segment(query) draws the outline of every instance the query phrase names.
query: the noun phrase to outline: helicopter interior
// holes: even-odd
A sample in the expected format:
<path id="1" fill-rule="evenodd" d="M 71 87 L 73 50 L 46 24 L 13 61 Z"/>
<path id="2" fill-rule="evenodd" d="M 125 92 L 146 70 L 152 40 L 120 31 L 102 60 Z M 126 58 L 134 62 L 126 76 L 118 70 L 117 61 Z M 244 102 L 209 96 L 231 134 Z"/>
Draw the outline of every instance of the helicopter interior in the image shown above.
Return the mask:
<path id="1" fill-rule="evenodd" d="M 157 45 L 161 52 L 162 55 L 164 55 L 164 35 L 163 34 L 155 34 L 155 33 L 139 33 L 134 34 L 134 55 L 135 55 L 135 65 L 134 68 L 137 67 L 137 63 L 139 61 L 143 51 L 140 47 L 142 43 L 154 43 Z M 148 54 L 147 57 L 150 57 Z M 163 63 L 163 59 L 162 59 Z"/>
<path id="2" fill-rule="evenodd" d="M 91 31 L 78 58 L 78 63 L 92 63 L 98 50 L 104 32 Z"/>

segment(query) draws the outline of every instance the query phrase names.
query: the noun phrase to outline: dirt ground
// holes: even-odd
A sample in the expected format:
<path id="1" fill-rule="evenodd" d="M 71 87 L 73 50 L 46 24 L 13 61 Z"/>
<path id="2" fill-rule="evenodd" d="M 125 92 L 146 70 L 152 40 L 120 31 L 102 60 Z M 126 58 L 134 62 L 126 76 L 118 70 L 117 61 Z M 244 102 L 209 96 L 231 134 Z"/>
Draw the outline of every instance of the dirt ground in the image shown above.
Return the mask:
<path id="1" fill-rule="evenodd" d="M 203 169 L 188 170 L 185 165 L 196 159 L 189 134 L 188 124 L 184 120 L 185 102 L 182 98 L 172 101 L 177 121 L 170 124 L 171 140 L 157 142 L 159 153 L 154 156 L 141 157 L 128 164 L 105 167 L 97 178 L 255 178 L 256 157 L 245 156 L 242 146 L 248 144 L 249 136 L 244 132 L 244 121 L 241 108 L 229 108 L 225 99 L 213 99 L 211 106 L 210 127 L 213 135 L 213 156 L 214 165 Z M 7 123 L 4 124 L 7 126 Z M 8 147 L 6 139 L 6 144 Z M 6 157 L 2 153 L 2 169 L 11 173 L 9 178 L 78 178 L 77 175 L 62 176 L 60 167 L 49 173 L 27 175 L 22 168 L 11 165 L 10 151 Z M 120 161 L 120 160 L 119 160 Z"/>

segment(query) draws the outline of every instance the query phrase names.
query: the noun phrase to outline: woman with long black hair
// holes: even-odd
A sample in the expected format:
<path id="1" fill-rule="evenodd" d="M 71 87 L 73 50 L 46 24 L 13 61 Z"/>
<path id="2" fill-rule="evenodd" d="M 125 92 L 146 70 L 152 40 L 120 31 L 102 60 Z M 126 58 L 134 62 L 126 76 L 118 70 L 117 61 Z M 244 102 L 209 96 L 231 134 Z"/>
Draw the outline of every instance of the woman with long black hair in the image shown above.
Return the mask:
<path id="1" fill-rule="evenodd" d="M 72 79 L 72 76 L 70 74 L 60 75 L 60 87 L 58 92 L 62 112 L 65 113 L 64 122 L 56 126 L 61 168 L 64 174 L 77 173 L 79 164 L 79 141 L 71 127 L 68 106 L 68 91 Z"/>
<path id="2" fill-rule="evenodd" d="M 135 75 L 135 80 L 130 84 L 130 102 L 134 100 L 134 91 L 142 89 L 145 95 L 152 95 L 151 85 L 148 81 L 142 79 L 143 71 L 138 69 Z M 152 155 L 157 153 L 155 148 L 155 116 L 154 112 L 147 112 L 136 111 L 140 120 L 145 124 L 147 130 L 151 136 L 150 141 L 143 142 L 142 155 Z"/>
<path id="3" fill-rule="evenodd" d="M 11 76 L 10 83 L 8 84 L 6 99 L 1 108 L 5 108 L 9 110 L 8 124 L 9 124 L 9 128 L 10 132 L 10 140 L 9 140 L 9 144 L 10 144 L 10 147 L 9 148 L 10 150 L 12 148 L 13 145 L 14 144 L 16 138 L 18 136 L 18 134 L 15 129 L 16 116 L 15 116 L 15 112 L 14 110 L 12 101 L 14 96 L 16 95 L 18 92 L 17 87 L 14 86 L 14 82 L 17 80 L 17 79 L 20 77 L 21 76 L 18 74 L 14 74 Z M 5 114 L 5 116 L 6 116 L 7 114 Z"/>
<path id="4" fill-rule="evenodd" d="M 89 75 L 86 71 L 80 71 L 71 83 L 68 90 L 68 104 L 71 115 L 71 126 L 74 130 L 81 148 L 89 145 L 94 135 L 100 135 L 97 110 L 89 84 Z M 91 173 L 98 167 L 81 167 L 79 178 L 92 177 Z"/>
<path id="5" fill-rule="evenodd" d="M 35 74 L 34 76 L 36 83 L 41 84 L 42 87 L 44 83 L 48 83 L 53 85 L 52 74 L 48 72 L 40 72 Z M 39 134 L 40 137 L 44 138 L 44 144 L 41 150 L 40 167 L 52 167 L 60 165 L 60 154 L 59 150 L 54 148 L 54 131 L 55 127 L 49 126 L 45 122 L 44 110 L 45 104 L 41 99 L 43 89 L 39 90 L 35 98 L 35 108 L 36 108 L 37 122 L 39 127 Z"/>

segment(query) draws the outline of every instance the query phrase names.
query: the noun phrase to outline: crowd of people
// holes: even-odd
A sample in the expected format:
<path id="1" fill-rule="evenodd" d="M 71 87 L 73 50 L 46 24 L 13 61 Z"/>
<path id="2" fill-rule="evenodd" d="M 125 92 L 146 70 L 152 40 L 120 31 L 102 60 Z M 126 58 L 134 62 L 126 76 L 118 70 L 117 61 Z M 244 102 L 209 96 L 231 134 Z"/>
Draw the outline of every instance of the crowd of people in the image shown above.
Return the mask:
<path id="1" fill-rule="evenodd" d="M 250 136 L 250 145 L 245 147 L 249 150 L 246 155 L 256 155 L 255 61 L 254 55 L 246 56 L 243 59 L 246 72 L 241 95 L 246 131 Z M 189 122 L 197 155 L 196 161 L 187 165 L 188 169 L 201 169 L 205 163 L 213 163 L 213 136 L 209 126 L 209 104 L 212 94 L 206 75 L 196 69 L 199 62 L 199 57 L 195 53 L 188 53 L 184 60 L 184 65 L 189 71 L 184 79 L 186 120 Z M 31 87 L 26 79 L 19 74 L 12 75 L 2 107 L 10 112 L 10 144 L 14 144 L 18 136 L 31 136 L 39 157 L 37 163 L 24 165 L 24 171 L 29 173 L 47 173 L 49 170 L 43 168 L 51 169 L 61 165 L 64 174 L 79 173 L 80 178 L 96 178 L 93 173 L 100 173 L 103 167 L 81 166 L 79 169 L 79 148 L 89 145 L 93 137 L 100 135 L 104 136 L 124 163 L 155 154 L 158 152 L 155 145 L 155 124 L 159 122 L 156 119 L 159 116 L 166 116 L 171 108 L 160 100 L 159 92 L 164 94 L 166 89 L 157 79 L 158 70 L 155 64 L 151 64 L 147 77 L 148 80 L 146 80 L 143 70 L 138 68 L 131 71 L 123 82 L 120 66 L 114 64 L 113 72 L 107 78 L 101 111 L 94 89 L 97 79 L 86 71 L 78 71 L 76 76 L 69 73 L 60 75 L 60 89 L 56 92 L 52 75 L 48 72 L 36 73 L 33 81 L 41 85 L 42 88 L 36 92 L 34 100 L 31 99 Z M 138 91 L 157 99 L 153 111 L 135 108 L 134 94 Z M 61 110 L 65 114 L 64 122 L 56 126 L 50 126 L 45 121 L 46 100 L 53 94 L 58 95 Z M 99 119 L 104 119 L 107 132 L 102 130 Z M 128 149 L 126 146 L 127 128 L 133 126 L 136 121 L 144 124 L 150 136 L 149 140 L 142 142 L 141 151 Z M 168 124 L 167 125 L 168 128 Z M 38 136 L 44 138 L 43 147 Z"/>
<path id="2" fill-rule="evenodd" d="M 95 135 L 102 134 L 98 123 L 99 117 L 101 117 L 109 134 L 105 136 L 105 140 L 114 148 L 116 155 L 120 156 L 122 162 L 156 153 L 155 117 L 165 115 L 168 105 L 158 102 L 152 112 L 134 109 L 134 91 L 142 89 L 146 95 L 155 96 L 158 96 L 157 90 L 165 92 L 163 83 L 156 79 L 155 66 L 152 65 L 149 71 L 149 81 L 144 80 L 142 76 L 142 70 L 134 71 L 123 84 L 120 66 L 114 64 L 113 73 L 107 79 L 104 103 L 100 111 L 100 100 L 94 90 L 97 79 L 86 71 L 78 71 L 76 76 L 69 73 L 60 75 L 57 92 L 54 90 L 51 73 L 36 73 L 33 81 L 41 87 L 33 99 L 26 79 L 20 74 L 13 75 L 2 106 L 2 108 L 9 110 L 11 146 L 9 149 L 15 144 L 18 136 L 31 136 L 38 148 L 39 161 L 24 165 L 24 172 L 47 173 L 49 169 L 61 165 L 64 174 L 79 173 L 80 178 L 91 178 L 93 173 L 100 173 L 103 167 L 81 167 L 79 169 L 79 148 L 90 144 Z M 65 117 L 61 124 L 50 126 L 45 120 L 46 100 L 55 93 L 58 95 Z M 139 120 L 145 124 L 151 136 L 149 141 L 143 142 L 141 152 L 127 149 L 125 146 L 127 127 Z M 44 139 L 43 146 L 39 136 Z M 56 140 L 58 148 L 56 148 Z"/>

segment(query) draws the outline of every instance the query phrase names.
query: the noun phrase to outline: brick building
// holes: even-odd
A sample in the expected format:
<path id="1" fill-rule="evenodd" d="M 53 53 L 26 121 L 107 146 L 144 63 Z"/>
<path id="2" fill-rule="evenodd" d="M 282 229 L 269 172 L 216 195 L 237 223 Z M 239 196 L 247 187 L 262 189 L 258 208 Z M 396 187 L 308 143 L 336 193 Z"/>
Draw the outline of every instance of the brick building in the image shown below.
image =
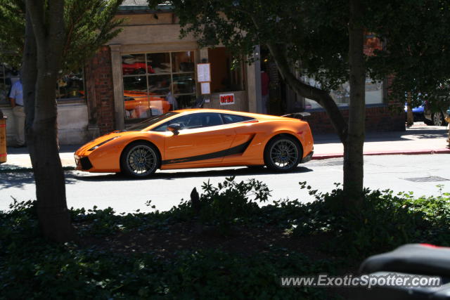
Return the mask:
<path id="1" fill-rule="evenodd" d="M 192 36 L 181 39 L 178 20 L 169 6 L 162 5 L 155 12 L 148 9 L 146 0 L 125 0 L 117 18 L 125 18 L 122 32 L 102 46 L 84 70 L 58 81 L 60 143 L 82 143 L 126 129 L 174 105 L 191 107 L 202 103 L 205 107 L 260 112 L 261 64 L 266 65 L 271 79 L 269 114 L 310 112 L 313 133 L 333 131 L 324 110 L 315 102 L 293 93 L 273 63 L 257 59 L 252 65 L 241 63 L 231 70 L 234 58 L 224 47 L 200 48 Z M 367 40 L 367 53 L 380 46 L 371 37 Z M 259 52 L 256 47 L 257 58 L 260 58 Z M 210 64 L 209 82 L 202 84 L 198 80 L 199 64 L 205 63 Z M 13 140 L 15 130 L 7 94 L 15 79 L 13 70 L 7 65 L 0 65 L 0 107 L 8 117 L 8 141 Z M 402 105 L 387 102 L 387 83 L 367 81 L 368 131 L 404 130 Z M 332 93 L 345 116 L 348 115 L 348 84 L 343 84 Z M 233 100 L 221 101 L 224 97 Z"/>

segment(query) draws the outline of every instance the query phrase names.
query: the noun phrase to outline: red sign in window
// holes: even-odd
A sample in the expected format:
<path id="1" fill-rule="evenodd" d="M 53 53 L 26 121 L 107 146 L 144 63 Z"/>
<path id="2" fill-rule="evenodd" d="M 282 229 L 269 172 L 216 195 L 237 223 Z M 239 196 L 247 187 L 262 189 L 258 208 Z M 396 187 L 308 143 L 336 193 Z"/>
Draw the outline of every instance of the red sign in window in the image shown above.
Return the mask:
<path id="1" fill-rule="evenodd" d="M 228 105 L 230 104 L 234 104 L 234 94 L 233 93 L 227 93 L 219 96 L 220 99 L 220 105 Z"/>

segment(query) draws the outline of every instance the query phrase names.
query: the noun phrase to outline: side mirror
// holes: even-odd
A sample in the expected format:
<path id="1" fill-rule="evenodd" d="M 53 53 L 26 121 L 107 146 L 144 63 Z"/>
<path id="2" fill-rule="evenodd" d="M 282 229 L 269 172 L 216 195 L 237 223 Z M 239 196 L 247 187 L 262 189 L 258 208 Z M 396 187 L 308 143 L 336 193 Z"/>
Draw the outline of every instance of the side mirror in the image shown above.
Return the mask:
<path id="1" fill-rule="evenodd" d="M 174 136 L 176 136 L 179 133 L 179 131 L 181 129 L 181 125 L 178 123 L 171 124 L 167 126 L 167 130 L 174 133 Z"/>

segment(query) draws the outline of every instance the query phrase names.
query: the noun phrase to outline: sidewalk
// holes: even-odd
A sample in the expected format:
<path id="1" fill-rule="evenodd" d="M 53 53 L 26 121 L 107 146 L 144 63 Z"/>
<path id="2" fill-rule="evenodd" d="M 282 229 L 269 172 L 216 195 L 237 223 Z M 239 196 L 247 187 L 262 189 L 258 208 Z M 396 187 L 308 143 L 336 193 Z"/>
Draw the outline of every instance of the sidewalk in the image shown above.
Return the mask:
<path id="1" fill-rule="evenodd" d="M 313 159 L 341 157 L 342 144 L 335 134 L 314 135 Z M 447 148 L 448 130 L 445 127 L 427 126 L 416 123 L 406 131 L 368 133 L 364 143 L 365 155 L 418 155 L 450 153 Z M 75 168 L 73 153 L 80 145 L 62 145 L 60 157 L 63 167 Z M 30 155 L 26 148 L 8 148 L 6 162 L 0 164 L 0 172 L 7 170 L 31 168 Z"/>

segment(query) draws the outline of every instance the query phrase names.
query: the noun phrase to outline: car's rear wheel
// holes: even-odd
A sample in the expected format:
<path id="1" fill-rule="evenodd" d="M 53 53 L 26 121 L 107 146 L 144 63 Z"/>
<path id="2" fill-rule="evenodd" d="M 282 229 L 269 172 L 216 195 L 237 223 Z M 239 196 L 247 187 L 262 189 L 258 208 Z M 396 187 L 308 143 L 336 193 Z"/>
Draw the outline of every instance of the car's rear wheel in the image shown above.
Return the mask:
<path id="1" fill-rule="evenodd" d="M 302 155 L 302 150 L 297 141 L 290 136 L 279 136 L 267 143 L 264 162 L 274 171 L 289 171 L 298 165 Z"/>
<path id="2" fill-rule="evenodd" d="M 129 145 L 120 157 L 120 168 L 125 174 L 135 177 L 148 176 L 160 167 L 158 150 L 146 142 Z"/>

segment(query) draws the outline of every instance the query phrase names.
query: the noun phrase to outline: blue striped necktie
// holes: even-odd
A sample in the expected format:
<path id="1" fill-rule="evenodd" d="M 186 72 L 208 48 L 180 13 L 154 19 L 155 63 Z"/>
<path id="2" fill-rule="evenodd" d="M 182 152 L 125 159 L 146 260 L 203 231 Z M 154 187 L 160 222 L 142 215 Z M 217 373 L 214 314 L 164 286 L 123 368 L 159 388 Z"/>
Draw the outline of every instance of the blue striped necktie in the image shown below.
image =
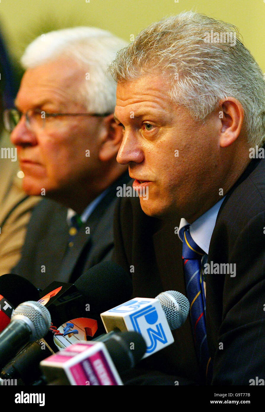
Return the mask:
<path id="1" fill-rule="evenodd" d="M 191 324 L 200 369 L 205 382 L 209 383 L 212 374 L 212 365 L 206 335 L 206 300 L 201 262 L 205 252 L 191 237 L 189 226 L 186 225 L 184 229 L 182 249 L 186 289 L 190 305 Z"/>

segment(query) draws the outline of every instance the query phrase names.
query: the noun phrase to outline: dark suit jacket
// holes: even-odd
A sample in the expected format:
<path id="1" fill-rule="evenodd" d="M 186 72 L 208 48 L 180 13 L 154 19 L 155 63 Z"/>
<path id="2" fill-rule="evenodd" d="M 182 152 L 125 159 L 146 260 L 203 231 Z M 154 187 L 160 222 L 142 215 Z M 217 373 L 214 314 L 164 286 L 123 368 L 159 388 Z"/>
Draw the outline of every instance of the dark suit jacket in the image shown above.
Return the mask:
<path id="1" fill-rule="evenodd" d="M 171 290 L 187 295 L 182 243 L 175 230 L 181 217 L 162 224 L 143 212 L 137 198 L 118 202 L 113 258 L 128 272 L 134 266 L 133 297 L 154 297 Z M 255 159 L 227 194 L 210 244 L 208 263 L 236 265 L 234 277 L 207 275 L 212 384 L 249 385 L 256 377 L 265 379 L 265 160 Z M 142 361 L 141 373 L 152 370 L 172 375 L 152 378 L 151 384 L 176 384 L 177 375 L 179 384 L 186 383 L 181 378 L 202 384 L 190 317 L 173 333 L 174 343 Z M 132 382 L 147 384 L 144 379 Z"/>
<path id="2" fill-rule="evenodd" d="M 43 199 L 32 214 L 21 258 L 12 272 L 43 289 L 53 281 L 74 282 L 97 263 L 110 260 L 113 248 L 117 187 L 127 183 L 129 178 L 126 172 L 110 187 L 82 225 L 70 248 L 68 246 L 67 208 Z M 87 227 L 89 234 L 87 233 Z"/>

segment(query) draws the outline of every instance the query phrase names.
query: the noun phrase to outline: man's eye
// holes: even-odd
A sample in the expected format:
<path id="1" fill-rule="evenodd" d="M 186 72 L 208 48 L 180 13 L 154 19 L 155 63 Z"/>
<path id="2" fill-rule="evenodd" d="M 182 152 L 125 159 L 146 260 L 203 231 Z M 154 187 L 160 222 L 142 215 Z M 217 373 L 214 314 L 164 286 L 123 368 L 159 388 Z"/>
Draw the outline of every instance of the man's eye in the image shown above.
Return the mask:
<path id="1" fill-rule="evenodd" d="M 147 130 L 148 131 L 152 130 L 152 127 L 154 127 L 153 125 L 150 124 L 150 123 L 144 123 L 144 126 L 145 130 Z"/>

--*--

| Problem description |
Can you give the lines above as a numbered list, starting at the very first line and ending at the line that contains "98 50 L 104", with any blank lines left out?

| The answer |
1. segment(query) draws the outline of every instance the query phrase names.
2. query: the noun phrase to outline: helicopter interior
3. // holes: even-odd
4. A sample in the expected format:
5. <path id="1" fill-rule="evenodd" d="M 71 87 L 73 50 L 46 24 L 13 61 Z"/>
6. <path id="2" fill-rule="evenodd" d="M 125 92 L 146 70 L 152 40 L 120 31 L 102 60 Z M 126 58 L 134 62 L 126 76 L 118 70 L 117 61 Z M 244 102 L 209 96 L 231 134 Z"/>
7. Draw the outline of every instance of the helicopter interior in the image shown above.
8. Return the mask:
9. <path id="1" fill-rule="evenodd" d="M 157 45 L 161 52 L 162 55 L 164 55 L 164 35 L 163 34 L 155 34 L 155 33 L 139 33 L 134 34 L 134 55 L 135 55 L 135 65 L 134 68 L 137 67 L 137 63 L 139 61 L 143 51 L 140 47 L 142 43 L 154 43 Z M 148 54 L 147 57 L 150 57 Z M 163 63 L 163 59 L 162 59 Z"/>
10. <path id="2" fill-rule="evenodd" d="M 91 31 L 78 58 L 78 63 L 92 63 L 98 50 L 104 32 Z"/>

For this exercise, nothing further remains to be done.